EXERCISE BRIEF: Rescale the data from the line with "Where can you find the white headband?" to the line with "point(411, 356)", both included, and reproduce only those lines, requests included. Multiply every answer coordinate (the points listed under "Marked at:") by 0.25 and round to whole numbers with halves rounded up; leave the coordinates in the format samples unchanged.

PROVIDED DATA:
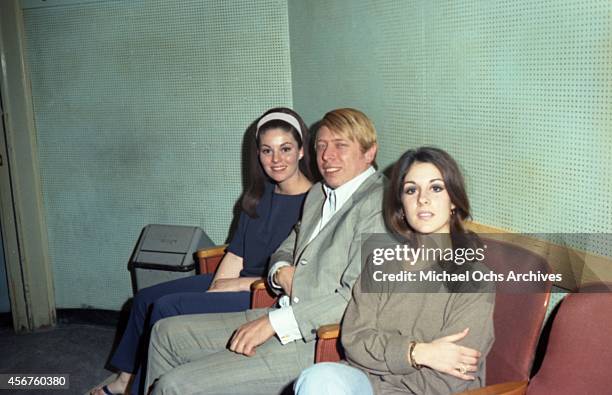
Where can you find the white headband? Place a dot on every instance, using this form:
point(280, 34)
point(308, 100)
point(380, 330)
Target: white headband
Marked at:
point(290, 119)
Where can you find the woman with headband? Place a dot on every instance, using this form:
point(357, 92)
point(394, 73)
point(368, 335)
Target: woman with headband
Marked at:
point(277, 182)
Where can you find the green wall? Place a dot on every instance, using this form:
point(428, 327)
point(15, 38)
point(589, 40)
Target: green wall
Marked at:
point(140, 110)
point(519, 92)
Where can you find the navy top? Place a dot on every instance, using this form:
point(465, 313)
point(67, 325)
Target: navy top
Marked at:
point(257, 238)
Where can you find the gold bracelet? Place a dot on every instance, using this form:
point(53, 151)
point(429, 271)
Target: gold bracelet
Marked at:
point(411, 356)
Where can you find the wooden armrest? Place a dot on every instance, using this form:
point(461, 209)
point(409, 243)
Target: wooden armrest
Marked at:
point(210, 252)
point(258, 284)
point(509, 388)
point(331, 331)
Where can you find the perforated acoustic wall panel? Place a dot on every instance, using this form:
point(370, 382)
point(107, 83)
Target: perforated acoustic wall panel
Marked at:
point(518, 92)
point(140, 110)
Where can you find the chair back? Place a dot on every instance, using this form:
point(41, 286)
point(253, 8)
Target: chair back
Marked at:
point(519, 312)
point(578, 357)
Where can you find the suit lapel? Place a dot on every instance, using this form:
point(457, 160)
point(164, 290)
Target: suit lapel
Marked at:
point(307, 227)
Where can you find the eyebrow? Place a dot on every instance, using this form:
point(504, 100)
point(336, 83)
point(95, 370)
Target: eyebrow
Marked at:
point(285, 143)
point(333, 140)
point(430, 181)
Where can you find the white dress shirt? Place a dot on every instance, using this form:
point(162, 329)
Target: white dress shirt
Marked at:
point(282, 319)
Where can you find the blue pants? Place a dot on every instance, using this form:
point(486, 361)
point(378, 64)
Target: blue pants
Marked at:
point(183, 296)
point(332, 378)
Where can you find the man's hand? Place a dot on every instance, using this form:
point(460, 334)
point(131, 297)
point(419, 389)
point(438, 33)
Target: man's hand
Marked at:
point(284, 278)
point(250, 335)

...

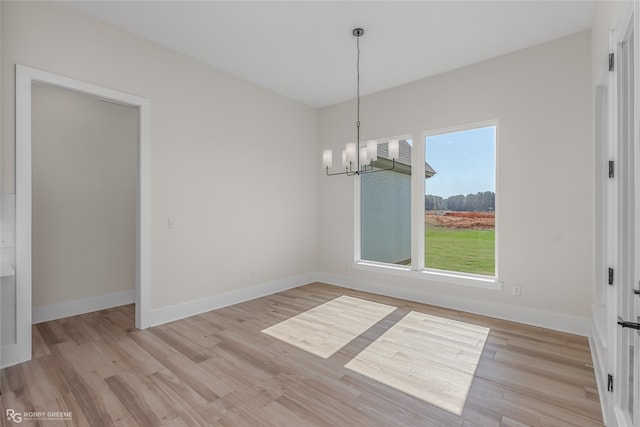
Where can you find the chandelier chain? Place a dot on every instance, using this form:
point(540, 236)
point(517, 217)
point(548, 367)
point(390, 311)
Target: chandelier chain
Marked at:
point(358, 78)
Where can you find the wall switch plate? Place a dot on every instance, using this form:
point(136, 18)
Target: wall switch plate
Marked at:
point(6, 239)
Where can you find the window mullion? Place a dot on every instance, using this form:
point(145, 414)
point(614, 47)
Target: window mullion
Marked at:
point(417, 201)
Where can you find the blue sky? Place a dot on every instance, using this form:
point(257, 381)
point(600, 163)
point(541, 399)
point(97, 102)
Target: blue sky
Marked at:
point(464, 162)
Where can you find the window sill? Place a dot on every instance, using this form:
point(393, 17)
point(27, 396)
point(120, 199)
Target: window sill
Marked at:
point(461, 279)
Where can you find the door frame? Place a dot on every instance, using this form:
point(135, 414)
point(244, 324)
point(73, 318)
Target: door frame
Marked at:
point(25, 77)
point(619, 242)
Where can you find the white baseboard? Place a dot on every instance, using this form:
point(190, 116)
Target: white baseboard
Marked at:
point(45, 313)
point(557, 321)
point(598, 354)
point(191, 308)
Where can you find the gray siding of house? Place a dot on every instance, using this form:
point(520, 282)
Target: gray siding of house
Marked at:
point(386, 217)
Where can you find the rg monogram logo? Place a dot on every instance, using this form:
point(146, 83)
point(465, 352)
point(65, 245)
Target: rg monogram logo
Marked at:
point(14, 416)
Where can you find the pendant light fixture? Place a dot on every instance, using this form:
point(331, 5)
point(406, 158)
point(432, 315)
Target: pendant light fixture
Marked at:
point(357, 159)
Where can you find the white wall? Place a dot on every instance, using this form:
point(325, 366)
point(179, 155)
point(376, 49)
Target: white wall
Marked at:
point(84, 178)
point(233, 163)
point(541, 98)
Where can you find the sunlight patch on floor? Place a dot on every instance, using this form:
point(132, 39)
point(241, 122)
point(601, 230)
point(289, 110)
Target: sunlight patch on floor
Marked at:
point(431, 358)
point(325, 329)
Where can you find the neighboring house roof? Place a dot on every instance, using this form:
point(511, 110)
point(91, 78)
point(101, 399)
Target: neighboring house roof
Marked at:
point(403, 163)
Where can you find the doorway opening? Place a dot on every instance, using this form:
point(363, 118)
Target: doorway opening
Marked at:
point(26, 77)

RESPONSE TO THIS EXERCISE:
Where can you find the white headband? Place a dot on every instance, using this form:
point(280, 34)
point(308, 100)
point(380, 330)
Target: white headband
Marked at:
point(73, 30)
Where can you find the woman with headband? Place a dot on every instance, using this form:
point(357, 92)
point(394, 73)
point(368, 335)
Target: woman with headband
Marked at:
point(69, 46)
Where can you find the green wall? Place a dot on every instance, using this form:
point(428, 327)
point(15, 38)
point(589, 40)
Target: green wall
Marked at:
point(35, 28)
point(130, 23)
Where can you find the navy top? Place a dot on every instance, using this form:
point(465, 313)
point(67, 325)
Target: navy top
Marked at:
point(64, 60)
Where can you find the gold bracelet? Place a dot on every instance, using this form:
point(53, 151)
point(429, 271)
Target: gold bracelet
Marked at:
point(103, 89)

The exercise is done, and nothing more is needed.